Stored data:

++++++++++

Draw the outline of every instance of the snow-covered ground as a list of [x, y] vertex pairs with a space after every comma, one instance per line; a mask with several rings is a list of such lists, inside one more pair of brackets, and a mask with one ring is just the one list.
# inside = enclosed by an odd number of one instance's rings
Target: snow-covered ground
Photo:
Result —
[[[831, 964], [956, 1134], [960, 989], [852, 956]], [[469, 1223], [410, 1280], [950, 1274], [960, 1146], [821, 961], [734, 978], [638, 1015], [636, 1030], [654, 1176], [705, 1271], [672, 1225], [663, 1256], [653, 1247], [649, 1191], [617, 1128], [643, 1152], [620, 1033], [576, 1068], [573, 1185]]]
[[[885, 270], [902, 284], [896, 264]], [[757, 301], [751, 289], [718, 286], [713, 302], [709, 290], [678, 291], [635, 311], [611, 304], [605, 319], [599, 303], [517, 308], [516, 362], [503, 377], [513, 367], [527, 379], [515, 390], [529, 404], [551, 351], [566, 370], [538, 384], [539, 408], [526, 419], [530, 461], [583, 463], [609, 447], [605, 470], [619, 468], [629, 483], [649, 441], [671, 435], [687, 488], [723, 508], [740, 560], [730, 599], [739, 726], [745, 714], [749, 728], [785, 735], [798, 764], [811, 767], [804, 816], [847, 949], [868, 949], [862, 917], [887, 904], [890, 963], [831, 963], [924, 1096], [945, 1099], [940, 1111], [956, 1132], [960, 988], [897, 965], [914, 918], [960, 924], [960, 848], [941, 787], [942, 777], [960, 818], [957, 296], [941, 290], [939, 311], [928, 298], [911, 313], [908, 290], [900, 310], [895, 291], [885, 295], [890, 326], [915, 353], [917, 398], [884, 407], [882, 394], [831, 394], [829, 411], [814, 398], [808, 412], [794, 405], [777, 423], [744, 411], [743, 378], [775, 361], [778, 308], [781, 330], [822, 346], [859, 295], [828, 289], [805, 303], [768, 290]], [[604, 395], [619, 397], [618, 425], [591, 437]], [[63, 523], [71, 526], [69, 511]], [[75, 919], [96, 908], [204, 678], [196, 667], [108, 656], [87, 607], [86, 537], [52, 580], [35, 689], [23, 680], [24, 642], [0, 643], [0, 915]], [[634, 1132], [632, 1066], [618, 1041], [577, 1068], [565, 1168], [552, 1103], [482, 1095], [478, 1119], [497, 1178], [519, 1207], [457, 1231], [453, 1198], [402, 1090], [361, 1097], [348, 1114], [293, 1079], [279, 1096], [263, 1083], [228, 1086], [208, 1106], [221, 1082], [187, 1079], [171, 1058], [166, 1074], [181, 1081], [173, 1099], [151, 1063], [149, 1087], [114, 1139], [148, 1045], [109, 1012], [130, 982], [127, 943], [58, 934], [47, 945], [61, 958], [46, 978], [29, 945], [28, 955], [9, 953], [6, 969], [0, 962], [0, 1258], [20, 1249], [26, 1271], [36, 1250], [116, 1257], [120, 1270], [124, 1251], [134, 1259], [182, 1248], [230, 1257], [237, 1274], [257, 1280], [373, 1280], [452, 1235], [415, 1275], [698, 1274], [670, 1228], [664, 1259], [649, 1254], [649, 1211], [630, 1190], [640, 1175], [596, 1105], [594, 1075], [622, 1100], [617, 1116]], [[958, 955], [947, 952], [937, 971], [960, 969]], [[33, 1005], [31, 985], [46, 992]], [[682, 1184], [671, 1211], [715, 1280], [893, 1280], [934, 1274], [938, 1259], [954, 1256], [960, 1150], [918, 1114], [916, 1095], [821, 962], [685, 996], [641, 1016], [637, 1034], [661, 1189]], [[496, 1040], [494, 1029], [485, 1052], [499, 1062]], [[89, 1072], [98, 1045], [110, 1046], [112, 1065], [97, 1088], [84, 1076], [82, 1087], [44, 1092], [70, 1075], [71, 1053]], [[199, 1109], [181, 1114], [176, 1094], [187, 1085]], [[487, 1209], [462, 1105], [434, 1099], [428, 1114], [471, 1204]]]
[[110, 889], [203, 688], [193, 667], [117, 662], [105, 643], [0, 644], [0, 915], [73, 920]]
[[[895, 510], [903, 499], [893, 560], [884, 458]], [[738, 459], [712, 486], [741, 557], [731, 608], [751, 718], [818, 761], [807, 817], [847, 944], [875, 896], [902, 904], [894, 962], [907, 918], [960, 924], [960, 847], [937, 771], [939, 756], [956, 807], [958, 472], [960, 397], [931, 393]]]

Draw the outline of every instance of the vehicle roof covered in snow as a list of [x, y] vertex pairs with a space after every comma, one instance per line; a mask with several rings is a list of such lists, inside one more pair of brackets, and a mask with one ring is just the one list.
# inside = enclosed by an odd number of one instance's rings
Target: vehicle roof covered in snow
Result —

++++++++++

[What this task involves]
Reproduce all entries exactly, leaving each one whole.

[Response to this task]
Draw the outline of every instance of the snow-covered ground as a list of [x, y] vertex pairs with a space after every comma, one instance per line; a mask with several rings is a list of such lists, inside one more pair of brackets, and a mask with one ring is just the one list.
# inside = enclosed by an odd number of one instance's rings
Target: snow-covered ground
Photo:
Result —
[[[831, 964], [956, 1134], [960, 989], [852, 956]], [[469, 1223], [410, 1280], [950, 1274], [960, 1146], [821, 961], [734, 978], [638, 1015], [636, 1030], [654, 1176], [705, 1271], [672, 1225], [663, 1256], [653, 1247], [649, 1191], [617, 1128], [643, 1152], [620, 1033], [576, 1068], [573, 1185]]]
[[[885, 270], [902, 284], [896, 264]], [[757, 301], [751, 289], [718, 286], [713, 302], [709, 290], [678, 291], [635, 311], [611, 304], [605, 319], [599, 303], [517, 308], [516, 362], [503, 377], [513, 367], [527, 379], [515, 390], [529, 404], [551, 351], [566, 370], [538, 384], [539, 408], [526, 419], [530, 461], [583, 463], [609, 447], [605, 470], [619, 468], [629, 483], [649, 441], [671, 435], [687, 488], [723, 508], [740, 560], [730, 599], [739, 726], [745, 714], [749, 728], [785, 735], [798, 764], [811, 767], [804, 816], [847, 949], [868, 949], [862, 917], [887, 904], [890, 963], [831, 963], [924, 1096], [945, 1099], [940, 1111], [956, 1132], [960, 988], [897, 965], [914, 918], [960, 924], [960, 848], [941, 787], [942, 777], [960, 818], [957, 296], [941, 290], [939, 311], [928, 298], [911, 313], [908, 290], [900, 310], [895, 291], [885, 295], [890, 326], [915, 353], [917, 398], [884, 407], [882, 394], [831, 394], [829, 411], [814, 398], [808, 412], [794, 405], [777, 423], [744, 411], [743, 378], [775, 361], [778, 308], [781, 330], [822, 346], [859, 295], [828, 289], [805, 303], [768, 290]], [[604, 395], [619, 397], [618, 425], [591, 437]], [[63, 523], [71, 526], [69, 511]], [[75, 919], [96, 908], [204, 678], [196, 667], [108, 656], [87, 607], [86, 537], [52, 580], [35, 689], [23, 680], [24, 642], [0, 643], [0, 915]], [[634, 1132], [632, 1066], [618, 1041], [577, 1068], [565, 1168], [552, 1103], [482, 1095], [478, 1119], [497, 1178], [519, 1207], [457, 1231], [453, 1198], [402, 1090], [361, 1097], [348, 1114], [293, 1079], [279, 1096], [263, 1083], [228, 1086], [208, 1106], [221, 1082], [187, 1079], [171, 1058], [166, 1074], [181, 1081], [173, 1099], [151, 1063], [149, 1087], [114, 1139], [148, 1045], [109, 1012], [130, 982], [127, 943], [58, 934], [47, 945], [61, 958], [46, 978], [29, 945], [28, 955], [9, 953], [6, 969], [0, 962], [0, 1258], [20, 1249], [26, 1271], [36, 1250], [116, 1257], [120, 1270], [124, 1251], [134, 1259], [182, 1248], [230, 1257], [237, 1274], [257, 1280], [373, 1280], [452, 1235], [415, 1275], [698, 1274], [670, 1228], [664, 1259], [649, 1254], [649, 1211], [630, 1190], [640, 1175], [596, 1105], [594, 1075], [622, 1100], [617, 1116]], [[958, 955], [947, 952], [937, 971], [960, 969]], [[33, 1005], [31, 985], [46, 992]], [[682, 1184], [671, 1211], [715, 1280], [893, 1280], [934, 1274], [938, 1259], [954, 1256], [960, 1150], [918, 1114], [916, 1095], [821, 962], [685, 996], [641, 1016], [637, 1034], [661, 1189]], [[496, 1040], [494, 1029], [485, 1052], [499, 1062]], [[89, 1072], [98, 1045], [110, 1046], [112, 1065], [97, 1088], [84, 1076], [82, 1087], [44, 1092], [70, 1075], [71, 1053]], [[199, 1109], [181, 1114], [176, 1094], [187, 1085]], [[487, 1209], [462, 1105], [434, 1099], [428, 1114], [471, 1204]]]
[[110, 889], [203, 688], [193, 667], [117, 662], [105, 643], [0, 644], [0, 915], [73, 920]]
[[[895, 510], [903, 499], [893, 560], [884, 458]], [[738, 459], [712, 486], [741, 557], [731, 608], [751, 718], [818, 761], [807, 817], [847, 944], [875, 896], [902, 904], [894, 962], [907, 918], [960, 924], [960, 847], [937, 771], [939, 756], [956, 807], [958, 472], [960, 397], [931, 393]]]

Draw the outline of every instance of the vehicle roof covered in snow as a list of [x, y] vertex pairs with a space after every comma, one instance per line; a mask with several rings is a list of such lists, inside one more pair of brackets, and a mask with one ring is just the one list.
# inside = enclosed by an odd number of one instance's rings
Target: vehicle roof covered in snow
Result —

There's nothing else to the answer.